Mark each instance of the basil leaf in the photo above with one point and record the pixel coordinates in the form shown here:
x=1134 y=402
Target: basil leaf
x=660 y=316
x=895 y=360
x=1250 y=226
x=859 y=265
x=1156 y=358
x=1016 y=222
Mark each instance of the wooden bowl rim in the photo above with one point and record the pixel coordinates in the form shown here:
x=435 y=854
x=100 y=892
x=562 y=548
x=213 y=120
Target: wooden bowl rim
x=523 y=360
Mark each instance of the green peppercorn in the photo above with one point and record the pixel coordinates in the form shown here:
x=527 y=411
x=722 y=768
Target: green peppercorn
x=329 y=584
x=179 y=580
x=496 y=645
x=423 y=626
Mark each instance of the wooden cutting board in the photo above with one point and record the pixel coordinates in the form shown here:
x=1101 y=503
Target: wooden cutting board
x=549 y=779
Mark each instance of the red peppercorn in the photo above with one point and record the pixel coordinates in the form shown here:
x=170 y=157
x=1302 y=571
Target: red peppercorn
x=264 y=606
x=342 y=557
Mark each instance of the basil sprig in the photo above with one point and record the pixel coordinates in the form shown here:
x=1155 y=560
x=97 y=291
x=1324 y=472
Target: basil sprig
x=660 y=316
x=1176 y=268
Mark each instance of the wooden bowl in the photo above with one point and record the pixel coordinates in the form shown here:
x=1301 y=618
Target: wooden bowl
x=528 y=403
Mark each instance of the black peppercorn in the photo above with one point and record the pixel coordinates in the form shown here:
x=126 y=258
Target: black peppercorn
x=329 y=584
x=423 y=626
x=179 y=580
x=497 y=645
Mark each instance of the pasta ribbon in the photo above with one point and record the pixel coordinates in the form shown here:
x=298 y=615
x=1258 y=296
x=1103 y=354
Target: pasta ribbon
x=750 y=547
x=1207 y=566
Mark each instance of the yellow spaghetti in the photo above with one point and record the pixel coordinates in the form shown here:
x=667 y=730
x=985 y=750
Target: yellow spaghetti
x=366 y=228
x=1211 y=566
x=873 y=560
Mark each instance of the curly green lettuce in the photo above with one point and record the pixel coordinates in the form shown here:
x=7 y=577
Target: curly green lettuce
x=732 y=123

__WHAT YOU WILL DO__
Can you reproduce all of the items above, replacing "pixel coordinates" with "image coordinates" wherever it occurs and leaving everything else unchanged?

__COMPLETE OUTPUT__
Mark each instance of the basil leaf in the photo above with one point and record the image coordinates in the form shown here:
x=1134 y=402
Target: basil leaf
x=660 y=316
x=895 y=360
x=1250 y=226
x=859 y=265
x=1156 y=358
x=1016 y=222
Mark each instance of the wooden bowl rim in the photo above with one point and record the image coordinates in the form shown here:
x=435 y=854
x=100 y=892
x=562 y=548
x=213 y=120
Target: wooden bowl rim
x=523 y=360
Mark each instance of the green peppercorn in the photo above with one point and record the image coordinates in the form shown here:
x=527 y=411
x=722 y=768
Target: green peppercorn
x=329 y=584
x=179 y=580
x=496 y=645
x=423 y=626
Mark each instance of the wooden cutting board in the photo above with one point and record the image coordinates in the form shown here:
x=1101 y=503
Target: wooden cutting board
x=549 y=779
Mark each instance of the red peppercorn in the photo above with one point and record the image coordinates in the form shown here:
x=170 y=157
x=1302 y=571
Target: red peppercorn
x=264 y=606
x=342 y=557
Mark each instance of the basil sprig in the photo above with one point and record the image coordinates in the form shown here:
x=1155 y=560
x=97 y=291
x=1324 y=472
Target: basil sprig
x=660 y=316
x=1176 y=268
Mark each instance of the wooden bowl in the photo above with one point and record the image coordinates in the form shown here:
x=1301 y=618
Target: wooden bowl
x=528 y=403
Mark each instance of the black peppercorn in the photo above with one point and record the image coordinates in the form shown here:
x=126 y=258
Target: black peppercorn
x=329 y=584
x=423 y=626
x=179 y=580
x=497 y=645
Mark each instance of the pasta ribbon in the photo above with one point and record the image coordinates in the form shown here:
x=298 y=615
x=1258 y=296
x=1103 y=354
Target: pasta ribbon
x=750 y=547
x=1207 y=566
Mark each instance of the yellow spaghetti in the photo above with one point and record the image coordinates in the form shown here:
x=667 y=730
x=985 y=750
Target: yellow spaghetti
x=366 y=228
x=1211 y=566
x=873 y=560
Mark each instance of the curly green lettuce in the photo above with one point and record the image coordinates in the form shown here:
x=7 y=577
Target: curly green lettuce
x=732 y=123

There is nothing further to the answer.